> What you are asked to do: Each line below should be repeated exactly as it stands.

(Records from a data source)
---
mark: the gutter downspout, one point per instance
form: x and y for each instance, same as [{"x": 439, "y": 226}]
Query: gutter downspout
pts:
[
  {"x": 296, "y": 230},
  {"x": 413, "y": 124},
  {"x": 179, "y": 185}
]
---
> Finished task:
mark: the gutter downspout, one point per instance
form: x and y for each instance, same as [{"x": 439, "y": 226}]
Query: gutter downspout
pts:
[
  {"x": 296, "y": 230},
  {"x": 413, "y": 124},
  {"x": 179, "y": 185}
]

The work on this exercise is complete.